| Task brief |
In the entries below, from the line containing "the black off-road" through the last line, turn each line into a row of a Markdown table with the columns Row and Entry Line. Leave out blank lines.

+--

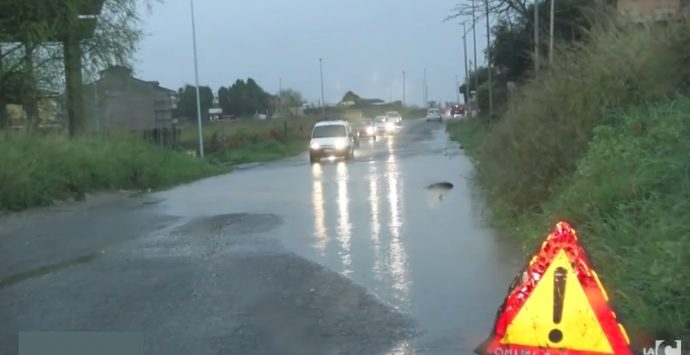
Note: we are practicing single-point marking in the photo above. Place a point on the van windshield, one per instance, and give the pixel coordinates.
(329, 131)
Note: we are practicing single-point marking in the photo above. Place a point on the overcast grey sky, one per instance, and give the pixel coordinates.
(365, 45)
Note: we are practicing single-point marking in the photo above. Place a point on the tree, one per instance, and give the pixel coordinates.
(246, 98)
(186, 105)
(29, 35)
(289, 100)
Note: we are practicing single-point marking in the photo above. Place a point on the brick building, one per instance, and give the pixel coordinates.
(651, 10)
(120, 102)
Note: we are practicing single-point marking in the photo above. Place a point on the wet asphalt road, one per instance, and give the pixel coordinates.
(288, 258)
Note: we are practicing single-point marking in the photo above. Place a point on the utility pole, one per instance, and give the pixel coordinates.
(488, 60)
(196, 79)
(474, 34)
(551, 30)
(323, 100)
(426, 91)
(536, 36)
(466, 94)
(403, 88)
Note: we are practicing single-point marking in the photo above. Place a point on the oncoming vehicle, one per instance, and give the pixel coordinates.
(365, 128)
(380, 124)
(434, 114)
(385, 125)
(395, 117)
(457, 111)
(332, 139)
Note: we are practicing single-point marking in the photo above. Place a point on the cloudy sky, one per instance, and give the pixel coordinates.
(365, 46)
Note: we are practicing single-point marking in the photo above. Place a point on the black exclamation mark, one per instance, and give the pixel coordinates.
(559, 279)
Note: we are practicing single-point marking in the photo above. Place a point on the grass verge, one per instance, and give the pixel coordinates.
(251, 140)
(35, 171)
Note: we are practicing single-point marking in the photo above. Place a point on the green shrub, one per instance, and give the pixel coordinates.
(630, 196)
(37, 170)
(549, 123)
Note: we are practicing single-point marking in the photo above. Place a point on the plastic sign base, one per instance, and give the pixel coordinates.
(557, 306)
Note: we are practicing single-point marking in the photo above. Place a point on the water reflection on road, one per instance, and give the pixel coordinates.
(344, 223)
(432, 258)
(320, 231)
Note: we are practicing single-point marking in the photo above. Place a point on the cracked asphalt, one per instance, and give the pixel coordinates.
(386, 254)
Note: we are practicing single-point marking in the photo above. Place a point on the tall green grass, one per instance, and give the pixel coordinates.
(602, 139)
(36, 170)
(547, 126)
(629, 199)
(251, 140)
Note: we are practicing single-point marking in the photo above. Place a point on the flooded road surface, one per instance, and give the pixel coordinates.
(367, 256)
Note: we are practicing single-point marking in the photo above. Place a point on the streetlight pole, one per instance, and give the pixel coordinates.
(196, 79)
(426, 91)
(488, 51)
(403, 88)
(536, 36)
(466, 94)
(474, 34)
(323, 100)
(551, 28)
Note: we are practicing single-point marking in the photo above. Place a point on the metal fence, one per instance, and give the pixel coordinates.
(166, 137)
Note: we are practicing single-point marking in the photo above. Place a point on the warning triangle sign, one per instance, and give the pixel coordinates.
(558, 306)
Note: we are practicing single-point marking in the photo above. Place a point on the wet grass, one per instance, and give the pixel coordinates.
(45, 270)
(37, 170)
(601, 140)
(250, 140)
(629, 200)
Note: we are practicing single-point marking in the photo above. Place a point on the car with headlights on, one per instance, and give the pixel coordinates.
(332, 139)
(365, 128)
(395, 117)
(434, 114)
(385, 125)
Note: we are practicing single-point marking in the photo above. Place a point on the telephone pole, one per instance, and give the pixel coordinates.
(466, 94)
(474, 34)
(323, 100)
(426, 91)
(536, 36)
(403, 88)
(488, 51)
(551, 30)
(196, 78)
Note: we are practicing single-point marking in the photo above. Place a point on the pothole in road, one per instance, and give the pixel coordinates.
(439, 188)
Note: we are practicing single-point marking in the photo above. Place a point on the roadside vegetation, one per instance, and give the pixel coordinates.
(36, 171)
(600, 139)
(250, 140)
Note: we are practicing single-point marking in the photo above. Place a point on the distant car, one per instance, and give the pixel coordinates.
(434, 114)
(332, 139)
(380, 124)
(395, 117)
(385, 125)
(457, 111)
(365, 127)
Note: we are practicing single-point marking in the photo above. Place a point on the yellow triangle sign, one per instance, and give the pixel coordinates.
(578, 327)
(558, 307)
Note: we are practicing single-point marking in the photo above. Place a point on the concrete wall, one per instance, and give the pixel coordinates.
(649, 10)
(123, 103)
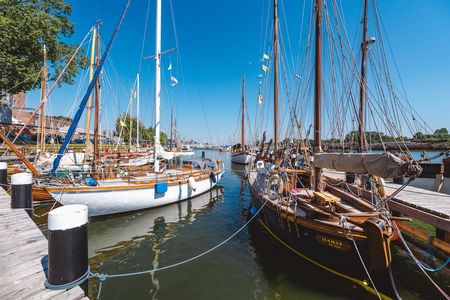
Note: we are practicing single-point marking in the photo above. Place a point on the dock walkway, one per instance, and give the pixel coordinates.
(23, 257)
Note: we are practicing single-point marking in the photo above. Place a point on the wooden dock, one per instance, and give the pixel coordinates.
(23, 257)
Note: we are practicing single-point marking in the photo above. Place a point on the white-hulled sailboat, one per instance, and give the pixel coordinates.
(128, 193)
(240, 154)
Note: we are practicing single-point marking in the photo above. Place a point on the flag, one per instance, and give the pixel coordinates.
(173, 81)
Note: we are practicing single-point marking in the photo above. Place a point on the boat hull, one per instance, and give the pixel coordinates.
(322, 248)
(241, 158)
(134, 197)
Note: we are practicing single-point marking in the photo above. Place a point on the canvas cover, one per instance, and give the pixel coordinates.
(384, 165)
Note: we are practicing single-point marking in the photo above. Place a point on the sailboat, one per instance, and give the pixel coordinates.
(240, 154)
(314, 215)
(127, 192)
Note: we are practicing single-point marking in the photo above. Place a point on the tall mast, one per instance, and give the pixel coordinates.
(97, 94)
(157, 81)
(243, 113)
(137, 111)
(131, 117)
(275, 74)
(43, 95)
(91, 74)
(362, 85)
(318, 88)
(171, 127)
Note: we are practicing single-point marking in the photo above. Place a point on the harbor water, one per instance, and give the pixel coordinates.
(249, 266)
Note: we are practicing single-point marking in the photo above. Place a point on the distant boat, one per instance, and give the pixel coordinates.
(126, 192)
(240, 154)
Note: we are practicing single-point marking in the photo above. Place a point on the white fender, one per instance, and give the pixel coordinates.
(260, 165)
(192, 184)
(274, 179)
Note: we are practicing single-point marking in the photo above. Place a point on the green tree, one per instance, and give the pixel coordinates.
(26, 25)
(145, 133)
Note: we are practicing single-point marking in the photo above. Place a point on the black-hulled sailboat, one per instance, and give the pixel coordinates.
(310, 213)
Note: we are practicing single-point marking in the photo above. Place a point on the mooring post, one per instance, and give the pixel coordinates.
(21, 192)
(4, 175)
(67, 244)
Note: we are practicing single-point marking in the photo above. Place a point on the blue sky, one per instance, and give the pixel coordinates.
(218, 40)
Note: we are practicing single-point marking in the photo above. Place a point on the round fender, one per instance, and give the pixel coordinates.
(274, 180)
(192, 183)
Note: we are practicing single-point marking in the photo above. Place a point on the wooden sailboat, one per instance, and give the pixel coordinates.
(311, 214)
(240, 154)
(127, 192)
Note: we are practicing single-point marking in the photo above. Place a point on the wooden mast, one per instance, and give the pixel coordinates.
(157, 84)
(89, 104)
(43, 96)
(171, 129)
(275, 74)
(131, 118)
(318, 89)
(97, 94)
(243, 114)
(362, 85)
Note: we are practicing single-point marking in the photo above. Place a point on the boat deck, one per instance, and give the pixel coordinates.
(23, 257)
(427, 206)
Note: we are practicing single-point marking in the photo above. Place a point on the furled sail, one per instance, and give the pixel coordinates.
(384, 165)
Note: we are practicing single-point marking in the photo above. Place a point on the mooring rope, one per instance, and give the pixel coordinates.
(421, 267)
(103, 276)
(346, 228)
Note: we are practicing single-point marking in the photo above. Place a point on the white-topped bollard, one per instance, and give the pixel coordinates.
(4, 175)
(67, 244)
(22, 191)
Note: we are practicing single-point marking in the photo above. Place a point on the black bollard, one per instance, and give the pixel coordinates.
(21, 192)
(4, 175)
(67, 244)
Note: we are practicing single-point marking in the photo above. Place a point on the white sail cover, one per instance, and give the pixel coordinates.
(384, 165)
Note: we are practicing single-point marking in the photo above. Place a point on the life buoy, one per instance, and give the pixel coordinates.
(192, 184)
(274, 180)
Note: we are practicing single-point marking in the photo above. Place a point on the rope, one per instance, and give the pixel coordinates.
(102, 276)
(419, 264)
(72, 284)
(345, 226)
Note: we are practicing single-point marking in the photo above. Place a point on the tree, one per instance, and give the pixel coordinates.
(26, 25)
(145, 133)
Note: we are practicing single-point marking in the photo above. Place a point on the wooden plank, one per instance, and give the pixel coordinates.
(23, 260)
(424, 216)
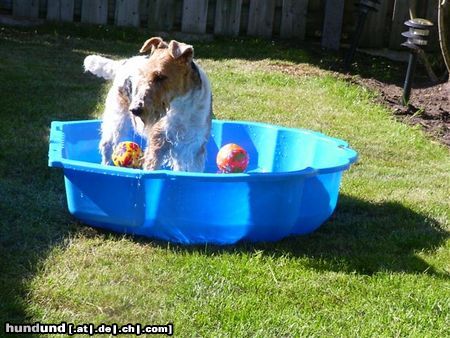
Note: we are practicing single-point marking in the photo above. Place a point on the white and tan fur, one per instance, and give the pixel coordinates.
(165, 97)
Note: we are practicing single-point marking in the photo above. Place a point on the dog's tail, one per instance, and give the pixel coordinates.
(101, 66)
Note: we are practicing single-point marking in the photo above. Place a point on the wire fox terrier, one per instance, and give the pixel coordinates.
(165, 97)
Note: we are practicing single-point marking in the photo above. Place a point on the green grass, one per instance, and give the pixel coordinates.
(379, 267)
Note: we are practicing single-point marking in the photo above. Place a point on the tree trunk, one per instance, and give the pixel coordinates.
(444, 31)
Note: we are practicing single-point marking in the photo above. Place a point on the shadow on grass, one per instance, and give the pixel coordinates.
(361, 238)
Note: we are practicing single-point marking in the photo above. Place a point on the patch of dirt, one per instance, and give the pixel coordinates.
(429, 105)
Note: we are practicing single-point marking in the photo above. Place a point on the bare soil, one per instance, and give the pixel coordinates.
(429, 105)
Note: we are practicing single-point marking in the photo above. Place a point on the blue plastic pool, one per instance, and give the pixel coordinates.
(291, 185)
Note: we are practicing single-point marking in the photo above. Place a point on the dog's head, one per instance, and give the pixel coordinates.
(167, 73)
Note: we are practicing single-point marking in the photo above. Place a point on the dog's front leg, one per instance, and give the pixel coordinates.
(157, 148)
(115, 122)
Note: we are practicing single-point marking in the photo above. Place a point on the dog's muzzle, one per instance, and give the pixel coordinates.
(137, 111)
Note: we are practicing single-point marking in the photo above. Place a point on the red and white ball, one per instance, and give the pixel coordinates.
(232, 158)
(127, 154)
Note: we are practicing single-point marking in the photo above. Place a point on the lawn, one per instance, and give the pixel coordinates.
(379, 267)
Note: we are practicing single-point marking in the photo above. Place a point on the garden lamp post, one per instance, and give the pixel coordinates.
(416, 39)
(364, 7)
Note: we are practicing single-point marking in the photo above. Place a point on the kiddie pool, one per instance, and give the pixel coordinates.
(290, 187)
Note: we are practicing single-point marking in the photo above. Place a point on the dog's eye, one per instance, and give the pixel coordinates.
(128, 86)
(159, 78)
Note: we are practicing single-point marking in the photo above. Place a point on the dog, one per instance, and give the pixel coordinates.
(165, 96)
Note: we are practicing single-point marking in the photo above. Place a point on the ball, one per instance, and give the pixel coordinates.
(232, 158)
(127, 154)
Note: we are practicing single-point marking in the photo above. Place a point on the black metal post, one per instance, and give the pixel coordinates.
(409, 77)
(416, 39)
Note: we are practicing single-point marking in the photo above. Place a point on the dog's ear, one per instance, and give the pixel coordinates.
(179, 49)
(151, 44)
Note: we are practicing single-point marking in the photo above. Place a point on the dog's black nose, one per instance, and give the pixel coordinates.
(137, 111)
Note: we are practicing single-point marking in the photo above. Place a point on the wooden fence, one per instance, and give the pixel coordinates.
(331, 21)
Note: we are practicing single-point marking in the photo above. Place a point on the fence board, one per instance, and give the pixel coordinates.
(94, 11)
(332, 25)
(261, 15)
(293, 19)
(228, 17)
(375, 27)
(194, 17)
(60, 10)
(127, 13)
(161, 15)
(26, 8)
(399, 16)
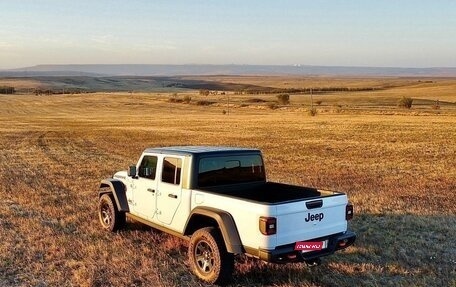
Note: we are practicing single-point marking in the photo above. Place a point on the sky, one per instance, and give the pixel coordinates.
(380, 33)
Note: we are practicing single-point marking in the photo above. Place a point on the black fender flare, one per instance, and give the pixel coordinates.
(225, 223)
(118, 190)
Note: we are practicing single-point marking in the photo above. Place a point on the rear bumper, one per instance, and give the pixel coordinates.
(287, 253)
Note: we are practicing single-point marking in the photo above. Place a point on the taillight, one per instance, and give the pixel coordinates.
(349, 211)
(268, 225)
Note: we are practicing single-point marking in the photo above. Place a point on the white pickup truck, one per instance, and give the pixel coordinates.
(218, 198)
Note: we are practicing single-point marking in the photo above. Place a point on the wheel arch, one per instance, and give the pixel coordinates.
(201, 217)
(118, 190)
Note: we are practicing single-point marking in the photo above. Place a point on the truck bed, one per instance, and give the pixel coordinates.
(269, 192)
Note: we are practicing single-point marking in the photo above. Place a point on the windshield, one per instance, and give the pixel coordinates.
(223, 170)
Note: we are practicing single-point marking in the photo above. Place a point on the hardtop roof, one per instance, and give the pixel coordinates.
(190, 150)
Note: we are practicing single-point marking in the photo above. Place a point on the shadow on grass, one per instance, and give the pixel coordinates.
(391, 250)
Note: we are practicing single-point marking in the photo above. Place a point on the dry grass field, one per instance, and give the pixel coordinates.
(398, 167)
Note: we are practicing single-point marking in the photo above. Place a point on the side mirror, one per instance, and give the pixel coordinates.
(132, 171)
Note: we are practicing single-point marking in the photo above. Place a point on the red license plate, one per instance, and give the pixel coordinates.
(311, 245)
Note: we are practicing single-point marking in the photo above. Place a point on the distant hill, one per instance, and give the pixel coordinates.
(185, 70)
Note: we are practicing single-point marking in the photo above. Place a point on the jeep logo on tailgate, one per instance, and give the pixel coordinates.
(313, 217)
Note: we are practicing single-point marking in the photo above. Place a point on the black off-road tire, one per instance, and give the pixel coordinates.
(110, 217)
(208, 257)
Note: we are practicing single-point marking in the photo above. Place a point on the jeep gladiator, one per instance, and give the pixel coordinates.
(218, 198)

+--

| Reply |
| Row | Entry Line |
|---|---|
| 1 | Note: we are practicing single-point marking in the photo above. Place a point on the black off-road tire, one per instance, and give the pixel coordinates. |
| 2 | (110, 217) |
| 3 | (208, 257) |
| 4 | Note: we are practicing single-point marking in the photo above. Place a point on the jeep gladiator, one per instance, and give the pixel coordinates. |
| 5 | (218, 198) |